WHAT YOU NEED TO DO:
Copy the rows below word for word.

DATA LINES:

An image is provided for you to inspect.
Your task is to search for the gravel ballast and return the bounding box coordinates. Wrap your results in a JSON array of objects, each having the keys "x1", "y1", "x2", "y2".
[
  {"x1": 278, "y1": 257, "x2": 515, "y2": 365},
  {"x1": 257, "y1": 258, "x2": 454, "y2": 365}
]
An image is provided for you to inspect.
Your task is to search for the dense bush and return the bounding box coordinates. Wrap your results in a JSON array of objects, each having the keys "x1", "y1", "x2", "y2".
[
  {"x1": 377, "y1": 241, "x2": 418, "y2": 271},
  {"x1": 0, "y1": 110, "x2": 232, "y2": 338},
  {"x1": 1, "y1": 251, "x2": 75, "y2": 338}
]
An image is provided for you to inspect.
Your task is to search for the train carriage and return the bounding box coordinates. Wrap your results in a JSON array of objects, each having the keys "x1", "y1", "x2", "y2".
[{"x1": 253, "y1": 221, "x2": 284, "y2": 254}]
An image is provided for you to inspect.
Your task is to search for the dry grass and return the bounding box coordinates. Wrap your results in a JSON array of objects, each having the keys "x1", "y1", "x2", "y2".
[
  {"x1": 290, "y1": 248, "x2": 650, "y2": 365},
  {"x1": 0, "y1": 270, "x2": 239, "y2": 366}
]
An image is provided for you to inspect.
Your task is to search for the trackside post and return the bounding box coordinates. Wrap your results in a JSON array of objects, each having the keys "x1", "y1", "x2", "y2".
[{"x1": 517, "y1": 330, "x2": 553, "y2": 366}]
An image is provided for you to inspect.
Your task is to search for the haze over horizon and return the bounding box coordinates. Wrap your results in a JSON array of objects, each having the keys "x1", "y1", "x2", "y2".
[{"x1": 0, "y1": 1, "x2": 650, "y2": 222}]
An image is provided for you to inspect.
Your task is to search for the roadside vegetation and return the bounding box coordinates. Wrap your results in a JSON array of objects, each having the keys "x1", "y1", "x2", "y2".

WORKED ANSWER:
An image is provided for you to inspect.
Your task is to search for the gravel ballast and return the bounding box coordinates. Wrap your results in a JSON array of objects, each having the keys "x1", "y1", "x2", "y2".
[
  {"x1": 278, "y1": 257, "x2": 515, "y2": 365},
  {"x1": 257, "y1": 258, "x2": 454, "y2": 365}
]
An image is provided for you to inspect.
Your task is to search for the dense bush and return the bounding box coordinates. Wrap your results in a JSON array of objects, each having the keys "x1", "y1", "x2", "y2".
[
  {"x1": 377, "y1": 241, "x2": 418, "y2": 271},
  {"x1": 0, "y1": 110, "x2": 232, "y2": 338},
  {"x1": 1, "y1": 251, "x2": 75, "y2": 338}
]
An image is provided for you to inspect.
Your task is to search for the train carriage and return the bounding box coordinates. Wrap your results in a JSON array of objects, each having the keys "x1", "y1", "x2", "y2".
[{"x1": 253, "y1": 221, "x2": 284, "y2": 254}]
An image is provided for you to inspect.
Your task is to search for the dry grass and return the bounding box coordinates. Wrap your results in a JSON array of objects, each having the keys "x1", "y1", "x2", "y2".
[
  {"x1": 290, "y1": 248, "x2": 650, "y2": 365},
  {"x1": 0, "y1": 270, "x2": 239, "y2": 366}
]
An image is provided for you to inspect.
Your task is to search for the trackside post and return the bounding box coordinates. Wrap your results in a JSON array of objects, each having the keys "x1", "y1", "x2", "y2".
[{"x1": 517, "y1": 330, "x2": 553, "y2": 366}]
An image is provided for you to inspect.
Your task is to search for the haze over horizon and return the bounding box coordinates. Wrap your results in a JSON array of objects, each having the keys "x1", "y1", "x2", "y2".
[{"x1": 0, "y1": 1, "x2": 650, "y2": 222}]
An image is provided for you to inspect.
Your task is to search for the roadside vegetation and return the bounding box coordinates. Wrap your results in a JSON array of objects, each having the keys "x1", "y1", "x2", "y2".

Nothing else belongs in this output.